DATA
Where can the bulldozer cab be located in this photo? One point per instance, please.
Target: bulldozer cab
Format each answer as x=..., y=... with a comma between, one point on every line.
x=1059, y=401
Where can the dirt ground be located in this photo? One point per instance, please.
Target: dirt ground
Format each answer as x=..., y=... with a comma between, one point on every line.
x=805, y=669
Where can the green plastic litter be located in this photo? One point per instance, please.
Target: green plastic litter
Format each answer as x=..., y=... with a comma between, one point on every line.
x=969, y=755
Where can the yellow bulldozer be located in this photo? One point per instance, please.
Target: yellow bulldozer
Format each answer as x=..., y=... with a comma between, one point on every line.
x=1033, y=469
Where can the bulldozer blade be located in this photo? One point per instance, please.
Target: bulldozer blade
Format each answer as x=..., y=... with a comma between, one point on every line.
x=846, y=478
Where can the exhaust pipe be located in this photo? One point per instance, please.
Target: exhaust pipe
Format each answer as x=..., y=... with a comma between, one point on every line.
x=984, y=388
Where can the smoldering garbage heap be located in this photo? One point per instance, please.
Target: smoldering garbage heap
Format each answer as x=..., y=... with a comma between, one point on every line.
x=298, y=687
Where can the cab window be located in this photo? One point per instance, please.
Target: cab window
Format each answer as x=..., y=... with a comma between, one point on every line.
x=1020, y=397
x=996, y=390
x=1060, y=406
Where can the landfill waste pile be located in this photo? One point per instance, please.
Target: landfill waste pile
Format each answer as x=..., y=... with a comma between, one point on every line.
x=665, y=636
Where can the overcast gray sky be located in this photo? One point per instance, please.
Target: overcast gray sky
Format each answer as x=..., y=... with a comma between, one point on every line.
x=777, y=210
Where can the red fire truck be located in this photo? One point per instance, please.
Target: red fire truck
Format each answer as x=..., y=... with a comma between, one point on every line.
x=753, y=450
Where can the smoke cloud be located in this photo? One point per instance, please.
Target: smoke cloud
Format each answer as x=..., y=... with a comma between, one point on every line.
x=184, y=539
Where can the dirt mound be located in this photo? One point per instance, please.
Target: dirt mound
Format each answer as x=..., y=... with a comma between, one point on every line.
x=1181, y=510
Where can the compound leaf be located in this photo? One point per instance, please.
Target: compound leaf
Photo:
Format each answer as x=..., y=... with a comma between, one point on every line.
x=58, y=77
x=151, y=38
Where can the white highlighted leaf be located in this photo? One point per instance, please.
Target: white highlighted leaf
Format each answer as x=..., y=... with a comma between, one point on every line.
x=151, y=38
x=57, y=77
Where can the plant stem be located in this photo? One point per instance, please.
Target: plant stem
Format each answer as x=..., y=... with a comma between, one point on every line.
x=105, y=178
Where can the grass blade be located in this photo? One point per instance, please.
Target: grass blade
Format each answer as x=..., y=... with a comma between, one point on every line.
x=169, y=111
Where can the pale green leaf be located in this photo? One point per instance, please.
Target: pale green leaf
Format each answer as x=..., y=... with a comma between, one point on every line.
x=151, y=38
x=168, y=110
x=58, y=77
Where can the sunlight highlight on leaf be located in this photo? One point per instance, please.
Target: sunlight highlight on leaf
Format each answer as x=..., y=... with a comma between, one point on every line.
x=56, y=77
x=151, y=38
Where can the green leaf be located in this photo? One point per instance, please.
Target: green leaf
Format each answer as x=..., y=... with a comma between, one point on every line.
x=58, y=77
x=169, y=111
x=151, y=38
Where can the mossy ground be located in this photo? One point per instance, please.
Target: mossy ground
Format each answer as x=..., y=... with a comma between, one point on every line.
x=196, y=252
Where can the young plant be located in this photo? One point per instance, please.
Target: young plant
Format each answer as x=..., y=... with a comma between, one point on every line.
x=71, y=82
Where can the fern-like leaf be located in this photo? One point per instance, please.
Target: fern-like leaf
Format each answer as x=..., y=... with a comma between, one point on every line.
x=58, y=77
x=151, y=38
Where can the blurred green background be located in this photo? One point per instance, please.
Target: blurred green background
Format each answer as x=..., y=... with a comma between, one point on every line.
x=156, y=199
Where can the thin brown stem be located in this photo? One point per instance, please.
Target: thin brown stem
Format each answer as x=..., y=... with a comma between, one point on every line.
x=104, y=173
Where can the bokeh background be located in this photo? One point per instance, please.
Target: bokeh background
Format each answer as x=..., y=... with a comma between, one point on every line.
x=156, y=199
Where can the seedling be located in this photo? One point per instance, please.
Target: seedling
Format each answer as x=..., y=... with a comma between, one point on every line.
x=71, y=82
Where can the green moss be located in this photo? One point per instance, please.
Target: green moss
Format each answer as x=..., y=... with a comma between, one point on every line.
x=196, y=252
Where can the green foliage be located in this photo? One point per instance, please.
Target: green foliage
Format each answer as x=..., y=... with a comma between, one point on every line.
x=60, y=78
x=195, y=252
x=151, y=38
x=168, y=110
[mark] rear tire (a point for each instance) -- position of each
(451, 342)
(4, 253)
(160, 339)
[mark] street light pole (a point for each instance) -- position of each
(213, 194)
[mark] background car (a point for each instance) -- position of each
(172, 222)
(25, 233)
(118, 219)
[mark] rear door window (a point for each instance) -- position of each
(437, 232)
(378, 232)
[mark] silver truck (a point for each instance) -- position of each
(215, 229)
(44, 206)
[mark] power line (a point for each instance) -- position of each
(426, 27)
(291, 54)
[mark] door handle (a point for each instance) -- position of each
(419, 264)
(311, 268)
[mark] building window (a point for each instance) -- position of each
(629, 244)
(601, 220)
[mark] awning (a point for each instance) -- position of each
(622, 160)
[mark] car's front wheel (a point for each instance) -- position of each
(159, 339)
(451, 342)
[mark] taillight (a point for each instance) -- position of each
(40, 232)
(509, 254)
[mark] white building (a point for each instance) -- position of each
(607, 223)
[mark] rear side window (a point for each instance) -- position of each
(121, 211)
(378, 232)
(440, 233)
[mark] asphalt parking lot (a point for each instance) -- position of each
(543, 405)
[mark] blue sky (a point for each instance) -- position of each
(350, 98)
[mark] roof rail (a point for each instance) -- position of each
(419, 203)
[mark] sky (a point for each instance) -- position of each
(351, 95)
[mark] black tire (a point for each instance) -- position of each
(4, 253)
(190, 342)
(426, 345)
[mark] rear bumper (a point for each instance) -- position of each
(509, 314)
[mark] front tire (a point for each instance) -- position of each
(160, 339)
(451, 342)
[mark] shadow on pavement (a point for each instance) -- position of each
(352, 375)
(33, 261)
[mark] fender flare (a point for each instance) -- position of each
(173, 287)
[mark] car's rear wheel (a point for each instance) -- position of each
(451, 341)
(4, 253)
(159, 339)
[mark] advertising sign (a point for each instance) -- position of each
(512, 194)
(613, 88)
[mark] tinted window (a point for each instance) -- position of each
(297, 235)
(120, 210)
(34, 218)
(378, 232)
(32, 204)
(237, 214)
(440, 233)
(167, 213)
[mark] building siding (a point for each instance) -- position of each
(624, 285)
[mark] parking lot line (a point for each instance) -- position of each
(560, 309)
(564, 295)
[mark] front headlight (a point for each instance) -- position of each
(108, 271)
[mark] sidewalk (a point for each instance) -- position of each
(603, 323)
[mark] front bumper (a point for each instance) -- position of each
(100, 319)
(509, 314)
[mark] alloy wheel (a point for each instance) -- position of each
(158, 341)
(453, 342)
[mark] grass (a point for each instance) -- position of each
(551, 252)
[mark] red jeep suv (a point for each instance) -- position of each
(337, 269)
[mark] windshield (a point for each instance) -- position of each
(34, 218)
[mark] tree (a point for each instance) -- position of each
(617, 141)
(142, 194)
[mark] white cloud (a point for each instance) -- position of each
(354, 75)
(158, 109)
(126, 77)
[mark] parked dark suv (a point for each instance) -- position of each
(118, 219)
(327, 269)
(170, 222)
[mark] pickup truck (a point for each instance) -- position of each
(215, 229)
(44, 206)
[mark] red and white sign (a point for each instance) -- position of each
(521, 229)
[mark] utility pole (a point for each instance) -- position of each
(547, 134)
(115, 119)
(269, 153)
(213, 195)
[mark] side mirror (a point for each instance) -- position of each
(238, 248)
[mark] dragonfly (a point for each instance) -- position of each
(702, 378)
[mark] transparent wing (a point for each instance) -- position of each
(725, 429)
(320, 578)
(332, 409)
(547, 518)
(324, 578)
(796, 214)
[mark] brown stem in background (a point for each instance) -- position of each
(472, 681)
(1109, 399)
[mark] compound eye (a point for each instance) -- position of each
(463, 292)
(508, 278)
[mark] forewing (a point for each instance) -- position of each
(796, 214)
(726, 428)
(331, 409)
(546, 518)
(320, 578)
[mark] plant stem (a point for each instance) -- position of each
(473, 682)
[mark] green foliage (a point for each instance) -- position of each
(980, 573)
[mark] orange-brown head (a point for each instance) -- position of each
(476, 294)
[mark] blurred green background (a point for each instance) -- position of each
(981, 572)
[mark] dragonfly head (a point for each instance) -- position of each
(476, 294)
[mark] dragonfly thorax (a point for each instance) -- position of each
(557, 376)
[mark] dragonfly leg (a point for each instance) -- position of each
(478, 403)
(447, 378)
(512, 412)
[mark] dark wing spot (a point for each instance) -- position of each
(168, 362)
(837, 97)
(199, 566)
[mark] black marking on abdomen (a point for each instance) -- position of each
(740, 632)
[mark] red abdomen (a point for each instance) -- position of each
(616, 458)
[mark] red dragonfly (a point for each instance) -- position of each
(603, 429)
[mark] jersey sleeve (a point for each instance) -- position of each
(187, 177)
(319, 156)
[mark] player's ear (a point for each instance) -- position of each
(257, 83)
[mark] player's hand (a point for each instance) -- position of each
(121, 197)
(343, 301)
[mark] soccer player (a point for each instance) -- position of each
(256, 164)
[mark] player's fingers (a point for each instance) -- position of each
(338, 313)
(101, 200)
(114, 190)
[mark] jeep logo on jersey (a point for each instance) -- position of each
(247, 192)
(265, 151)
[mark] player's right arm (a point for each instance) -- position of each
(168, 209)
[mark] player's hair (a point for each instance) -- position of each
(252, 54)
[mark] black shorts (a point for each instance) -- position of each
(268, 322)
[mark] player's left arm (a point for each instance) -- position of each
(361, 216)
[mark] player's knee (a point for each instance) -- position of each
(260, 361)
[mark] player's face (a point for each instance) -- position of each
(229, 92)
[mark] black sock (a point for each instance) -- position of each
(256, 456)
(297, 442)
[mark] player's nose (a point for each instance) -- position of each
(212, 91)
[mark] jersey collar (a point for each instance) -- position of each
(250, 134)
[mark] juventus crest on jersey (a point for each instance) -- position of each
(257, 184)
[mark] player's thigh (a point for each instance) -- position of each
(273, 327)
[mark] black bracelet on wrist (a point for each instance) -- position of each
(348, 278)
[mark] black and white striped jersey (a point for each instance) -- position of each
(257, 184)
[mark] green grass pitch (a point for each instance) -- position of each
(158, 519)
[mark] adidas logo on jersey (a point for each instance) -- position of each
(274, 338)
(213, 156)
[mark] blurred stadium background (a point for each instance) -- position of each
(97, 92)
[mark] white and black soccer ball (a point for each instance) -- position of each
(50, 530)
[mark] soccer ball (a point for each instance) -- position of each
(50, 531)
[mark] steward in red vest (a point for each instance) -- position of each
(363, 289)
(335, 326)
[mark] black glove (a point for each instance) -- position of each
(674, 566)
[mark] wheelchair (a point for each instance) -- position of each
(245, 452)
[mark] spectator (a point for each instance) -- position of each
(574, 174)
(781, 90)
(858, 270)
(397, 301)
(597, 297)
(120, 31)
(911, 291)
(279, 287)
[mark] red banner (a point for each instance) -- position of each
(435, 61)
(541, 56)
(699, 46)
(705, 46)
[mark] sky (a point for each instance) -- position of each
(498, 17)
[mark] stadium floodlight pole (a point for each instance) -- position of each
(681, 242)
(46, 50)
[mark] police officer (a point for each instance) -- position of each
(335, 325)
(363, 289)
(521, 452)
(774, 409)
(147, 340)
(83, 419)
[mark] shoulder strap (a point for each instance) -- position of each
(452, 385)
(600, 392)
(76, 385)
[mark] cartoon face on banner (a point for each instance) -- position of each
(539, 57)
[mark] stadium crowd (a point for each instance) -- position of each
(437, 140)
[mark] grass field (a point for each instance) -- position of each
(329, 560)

ACTIVITY
Print the lines above from the one with "Where can the exhaust" through the one with "Target: smoke cloud", both included, exactly as written and nothing more.

EXERCISE RESULT
Where can the exhaust pipe be located in this photo? One point per instance, please.
Target: exhaust pipe
Format each answer as x=..., y=... with a comma between, one point on every line.
x=984, y=388
Where can the smoldering garbage heap be located in this photo? One point per instance, please.
Target: smoldering garbage heap
Format each answer as x=..., y=... with a comma between, one point on every line.
x=298, y=687
Where can the cab window be located in this photo? One point per instance, please.
Target: cab window
Format each answer as x=..., y=... with a comma between, one point on every line.
x=1020, y=397
x=996, y=390
x=1060, y=406
Where can the landfill waste pile be located in this photo? One point per instance, please.
Target: landfill waste pile
Format each answer as x=..., y=... with a comma between, one point on every line.
x=665, y=636
Where can the overcast gray sky be located in this photo? One point per instance, please.
Target: overcast gray sky
Format each answer as x=..., y=... with a comma between, one point on every line.
x=777, y=210
Where can the red fire truck be located in this photo? One point per instance, please.
Target: red fire truck
Format each answer as x=..., y=... with a comma between, one point on every line.
x=753, y=450
Where can the smoke cloud be located in this photo? One point per instance, please.
Target: smoke cloud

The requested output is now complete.